Transcribe the listing below word for word.

------ Entries supplied

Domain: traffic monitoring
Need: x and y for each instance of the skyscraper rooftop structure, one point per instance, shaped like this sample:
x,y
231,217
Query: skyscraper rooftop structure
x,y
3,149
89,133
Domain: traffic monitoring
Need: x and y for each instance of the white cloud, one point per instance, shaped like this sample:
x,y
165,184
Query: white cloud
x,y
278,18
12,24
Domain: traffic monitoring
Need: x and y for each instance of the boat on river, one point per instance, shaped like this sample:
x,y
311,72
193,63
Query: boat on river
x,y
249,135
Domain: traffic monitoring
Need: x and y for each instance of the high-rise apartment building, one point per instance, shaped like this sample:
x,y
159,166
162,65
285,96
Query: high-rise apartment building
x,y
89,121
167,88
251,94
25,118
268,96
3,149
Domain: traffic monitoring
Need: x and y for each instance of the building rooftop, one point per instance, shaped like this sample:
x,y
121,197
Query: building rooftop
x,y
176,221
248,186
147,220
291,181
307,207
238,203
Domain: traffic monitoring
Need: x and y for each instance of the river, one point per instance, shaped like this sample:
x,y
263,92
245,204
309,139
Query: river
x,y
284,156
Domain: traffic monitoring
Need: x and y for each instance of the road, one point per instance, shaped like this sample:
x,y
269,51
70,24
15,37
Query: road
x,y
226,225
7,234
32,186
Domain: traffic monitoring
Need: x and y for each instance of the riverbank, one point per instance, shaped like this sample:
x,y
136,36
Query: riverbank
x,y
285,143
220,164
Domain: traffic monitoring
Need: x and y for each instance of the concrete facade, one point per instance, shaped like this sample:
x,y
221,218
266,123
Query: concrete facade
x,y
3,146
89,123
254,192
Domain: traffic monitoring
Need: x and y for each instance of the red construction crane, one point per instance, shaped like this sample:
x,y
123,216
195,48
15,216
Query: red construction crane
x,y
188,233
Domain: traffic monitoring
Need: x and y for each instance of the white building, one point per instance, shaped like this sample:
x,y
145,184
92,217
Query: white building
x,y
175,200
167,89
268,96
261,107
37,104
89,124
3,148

------------

▸ Solution
Domain: traffic monitoring
Need: x and y for each instance of the skyscraper rooftop structure, one point per instance, shaped like this sample:
x,y
231,217
Query: skyscraper rooftop structure
x,y
3,149
89,133
Domain: traffic monitoring
Need: x and y for each instance of the white cloud, one point per instance, shaped like this sample:
x,y
165,184
Query: white cloud
x,y
278,18
12,24
Domain: traffic monitoring
Need: x and y for each instance of the boat on river, one point per instance, shaped like this sample:
x,y
311,72
193,63
Query: boat on river
x,y
249,135
Domain: traffic monitoring
Need: x and y for each instance of the high-rise apartment building, one point per instance, shaped like this sample:
x,y
159,166
162,65
285,96
Query: high-rise apartment building
x,y
89,121
167,88
251,94
25,118
268,96
3,149
Domain: traffic monitoring
Need: x and y for each instance of the building rooftop, one point per instance, shaped like this sample:
x,y
121,197
Query: building rooftop
x,y
176,221
248,186
147,220
291,181
307,207
238,203
Domain: traffic monitoring
Need: x and y for each instance of the river, one point per instance, shaped like this sample:
x,y
263,92
245,204
309,139
Query: river
x,y
284,156
Domain: traffic monitoring
Need: x and y for each instance of the road, one point per instance, shaped like this sample:
x,y
269,51
70,24
15,37
Query: road
x,y
226,225
7,234
32,186
Domain: traffic monitoring
Need: x and y for each instance of the riverbank, one point per instance, shaped like this sample:
x,y
136,36
Query: riverbank
x,y
285,143
220,164
Domain: traffic monitoring
Need: x and y for each instance of the concrete facade, one point per instance, shaped like this sample:
x,y
221,218
266,123
Query: concrete facade
x,y
3,146
89,123
254,192
Domain: traffic monitoring
Need: x and y for each instance of the red construction crane, one point per instance, shaped like this sample:
x,y
123,216
195,48
15,216
Query: red construction crane
x,y
188,233
Domain: traffic monitoring
Need: x and y for each instance of the white building, one point per instance, shaped like this sample:
x,y
145,184
92,217
Query: white building
x,y
175,200
167,89
268,96
261,107
37,104
89,124
3,148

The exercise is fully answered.